» **EXTRACT TO READ**

YouTube Weaponizes ‘Hate Speech’ Policy to Censor Heritage Foundation Video
Rob Bluey /
On Oct. 9, Walt Heyer took the stage at a Heritage Foundation event called the Summit on Protecting Children from Sexualization. His powerful testimony captivated the audience. It was so powerful, in fact, that YouTube, a subsidiary of Google, is now censoring his words.
The event, co-sponsored with the Family Policy Alliance, was a half-day of public panel discussions featuring a wide range of speakers. Parental rights groups from across the country attended. Their underlying goal: How to protect children from sexualization in culture, education, and health care.
Like all of its public programs, The Heritage Foundation posted the three-hour event video on YouTube (as well as on other video platforms). Months later, YouTube notified Heritage that it had removed the entire video for violating YouTube’s “hate speech” policy.
Heritage appealed the decision, spoke to Google and YouTube staff, and the video remains censored.
We vehemently disagree with YouTube’s decision to suppress valid medical information.

» **REQUIREMENT 1**
Answer from the article on the censored Heritage video:
(a) On what date did Walt Heyer take the stage?
(b) Which group co-sponsored the event with The Heritage Foundation?
(c) How long was the event video that Heritage posted on YouTube?
» **REQUIREMENT 2**
Transcribe the part of the article on the censored Heritage video that opens with the words "The event, co-sponsored" and closes with "and health care.".
The data after the article on the censored Heritage video is separate material.

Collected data
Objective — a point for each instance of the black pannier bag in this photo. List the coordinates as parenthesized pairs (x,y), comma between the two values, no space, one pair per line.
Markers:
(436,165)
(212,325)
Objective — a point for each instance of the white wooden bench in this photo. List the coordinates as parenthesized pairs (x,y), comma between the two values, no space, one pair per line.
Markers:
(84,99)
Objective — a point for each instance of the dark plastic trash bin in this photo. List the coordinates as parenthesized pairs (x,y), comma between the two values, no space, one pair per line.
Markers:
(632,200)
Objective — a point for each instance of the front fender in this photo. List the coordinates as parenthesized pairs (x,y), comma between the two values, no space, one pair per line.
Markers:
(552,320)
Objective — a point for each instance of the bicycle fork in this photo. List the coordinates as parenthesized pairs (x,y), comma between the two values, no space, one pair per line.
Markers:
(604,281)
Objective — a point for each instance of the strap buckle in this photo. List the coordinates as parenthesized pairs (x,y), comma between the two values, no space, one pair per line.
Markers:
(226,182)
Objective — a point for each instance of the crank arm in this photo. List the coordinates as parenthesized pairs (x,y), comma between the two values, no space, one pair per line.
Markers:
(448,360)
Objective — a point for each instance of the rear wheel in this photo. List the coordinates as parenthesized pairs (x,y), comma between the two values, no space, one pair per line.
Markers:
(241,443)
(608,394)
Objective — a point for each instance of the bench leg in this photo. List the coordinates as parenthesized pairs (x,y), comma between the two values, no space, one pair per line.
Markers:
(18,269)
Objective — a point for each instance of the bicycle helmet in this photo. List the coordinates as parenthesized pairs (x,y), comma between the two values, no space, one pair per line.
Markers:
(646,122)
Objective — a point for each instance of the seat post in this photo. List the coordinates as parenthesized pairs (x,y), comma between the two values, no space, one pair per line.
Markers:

...

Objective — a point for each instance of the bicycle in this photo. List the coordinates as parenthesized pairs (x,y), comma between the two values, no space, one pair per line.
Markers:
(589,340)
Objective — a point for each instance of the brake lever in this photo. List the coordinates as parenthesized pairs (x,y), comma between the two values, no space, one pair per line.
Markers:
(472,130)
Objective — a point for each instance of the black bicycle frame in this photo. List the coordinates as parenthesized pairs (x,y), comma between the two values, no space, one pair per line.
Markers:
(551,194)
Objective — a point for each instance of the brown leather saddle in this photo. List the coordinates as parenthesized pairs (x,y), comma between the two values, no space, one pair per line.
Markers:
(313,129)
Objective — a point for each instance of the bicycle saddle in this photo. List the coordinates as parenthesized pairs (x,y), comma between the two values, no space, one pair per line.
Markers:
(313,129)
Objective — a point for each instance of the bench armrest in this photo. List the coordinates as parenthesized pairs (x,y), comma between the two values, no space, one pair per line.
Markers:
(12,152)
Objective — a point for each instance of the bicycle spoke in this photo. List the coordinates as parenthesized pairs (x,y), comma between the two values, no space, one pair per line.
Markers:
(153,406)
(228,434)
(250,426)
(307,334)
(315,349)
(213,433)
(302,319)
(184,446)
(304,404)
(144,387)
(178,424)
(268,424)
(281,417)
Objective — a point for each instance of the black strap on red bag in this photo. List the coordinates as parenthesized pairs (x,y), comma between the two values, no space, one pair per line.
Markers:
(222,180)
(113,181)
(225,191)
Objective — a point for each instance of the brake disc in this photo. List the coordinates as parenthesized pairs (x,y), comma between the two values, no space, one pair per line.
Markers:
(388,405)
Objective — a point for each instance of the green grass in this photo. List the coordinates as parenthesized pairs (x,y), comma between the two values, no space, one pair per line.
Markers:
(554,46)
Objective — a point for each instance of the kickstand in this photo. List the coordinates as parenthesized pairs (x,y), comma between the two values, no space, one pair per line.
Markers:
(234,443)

» **TASK OUTPUT 1**
(a) Oct. 9
(b) The Family Policy Alliance
(c) Three hours

» **TASK OUTPUT 2**
The event, co-sponsored with the Family Policy Alliance, was a half-day of public panel discussions featuring a wide range of speakers. Parental rights groups from across the country attended. Their underlying goal: How to protect children from sexualization in culture, education, and health care.